» **EXCERPTED PASSAGE**:
Comparative Analysis of Machine-Learning Model Performance in Image Analysis: The Impact of Dataset Diversity and Size

Eric D Pelletier; Sean D Jeffries; Kevin Song; Thomas M Hemmerling

doi:10.1213/ANE.0000000000007088

Comparative Analysis of Machine-Learning Model Performance in Image Analysis: The Impact of Dataset Diversity and Size

Anesth Analg. 2024 Aug 8. doi: 10.1213/ANE.0000000000007088. Online ahead of print.

Authors

Eric D Pelletier¹, Sean D Jeffries^{1

2}, Kevin Song², Thomas M Hemmerling^{1

2}

Affiliations

¹ From the Department of Experimental Surgery, McGill University Health Center, Montreal, Quebec, Canada.
² Department of Anesthesia, McGill University, Montreal, Quebec, Canada.

PMID: 39116018
DOI: 10.1213/ANE.0000000000007088

Abstract

Background: This study presents an analysis of machine-learning model performance in image analysis, with a specific focus on videolaryngoscopy procedures. The research aimed to explore how dataset diversity and size affect the performance of machine-learning models, an issue vital to the advancement of clinical artificial intelligence tools.

Referring-expression pointing data:
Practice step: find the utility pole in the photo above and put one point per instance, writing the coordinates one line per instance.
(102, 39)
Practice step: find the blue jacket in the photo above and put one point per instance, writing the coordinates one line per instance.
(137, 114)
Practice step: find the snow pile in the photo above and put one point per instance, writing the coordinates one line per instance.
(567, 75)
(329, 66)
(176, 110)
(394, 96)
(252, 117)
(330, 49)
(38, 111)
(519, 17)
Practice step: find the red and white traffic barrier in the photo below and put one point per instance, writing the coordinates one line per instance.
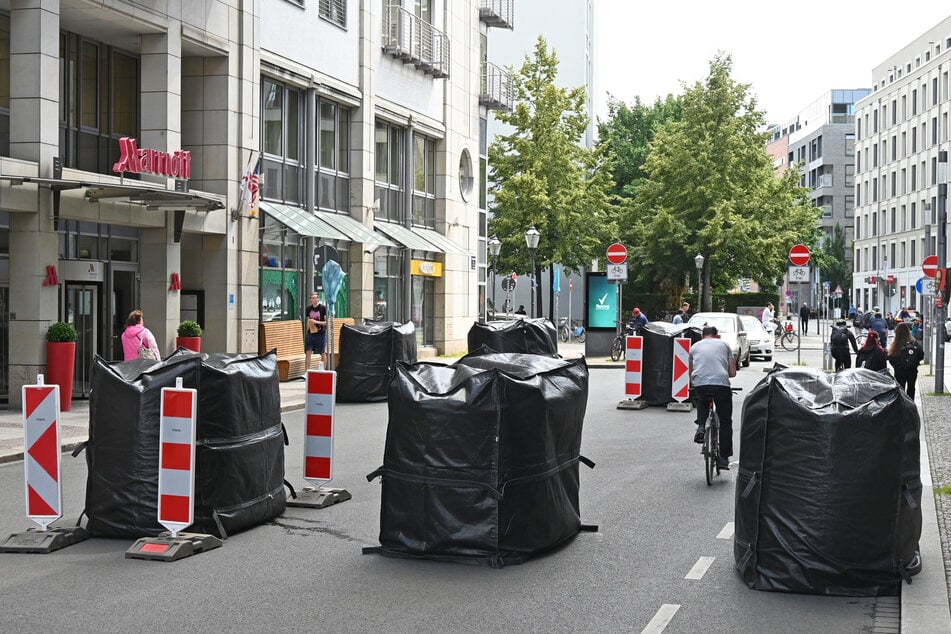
(633, 365)
(41, 453)
(680, 386)
(178, 416)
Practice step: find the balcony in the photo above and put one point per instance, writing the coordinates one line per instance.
(415, 41)
(499, 13)
(498, 89)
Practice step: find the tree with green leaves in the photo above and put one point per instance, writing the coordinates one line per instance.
(540, 175)
(626, 135)
(711, 189)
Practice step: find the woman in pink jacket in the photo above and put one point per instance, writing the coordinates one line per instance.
(135, 335)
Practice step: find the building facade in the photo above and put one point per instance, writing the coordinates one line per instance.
(900, 128)
(126, 129)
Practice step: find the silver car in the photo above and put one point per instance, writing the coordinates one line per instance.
(730, 329)
(761, 341)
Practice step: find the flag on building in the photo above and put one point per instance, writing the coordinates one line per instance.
(250, 187)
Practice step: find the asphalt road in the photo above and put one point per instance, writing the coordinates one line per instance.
(657, 518)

» **WORK TASK A**:
In the machine-learning abstract, which procedures does the study focus on?
» **WORK TASK B**:
Translate this sentence from the machine-learning abstract into Spanish: "This study presents an analysis of machine-learning model performance in image analysis, with a specific focus on videolaryngoscopy procedures."

» **WORKED SOLUTION A**:
Videolaryngoscopy procedures.

» **WORKED SOLUTION B**:
Este estudio presenta un análisis del rendimiento de los modelos de aprendizaje automático en el análisis de imágenes, con un enfoque específico en los procedimientos de videolaringoscopia.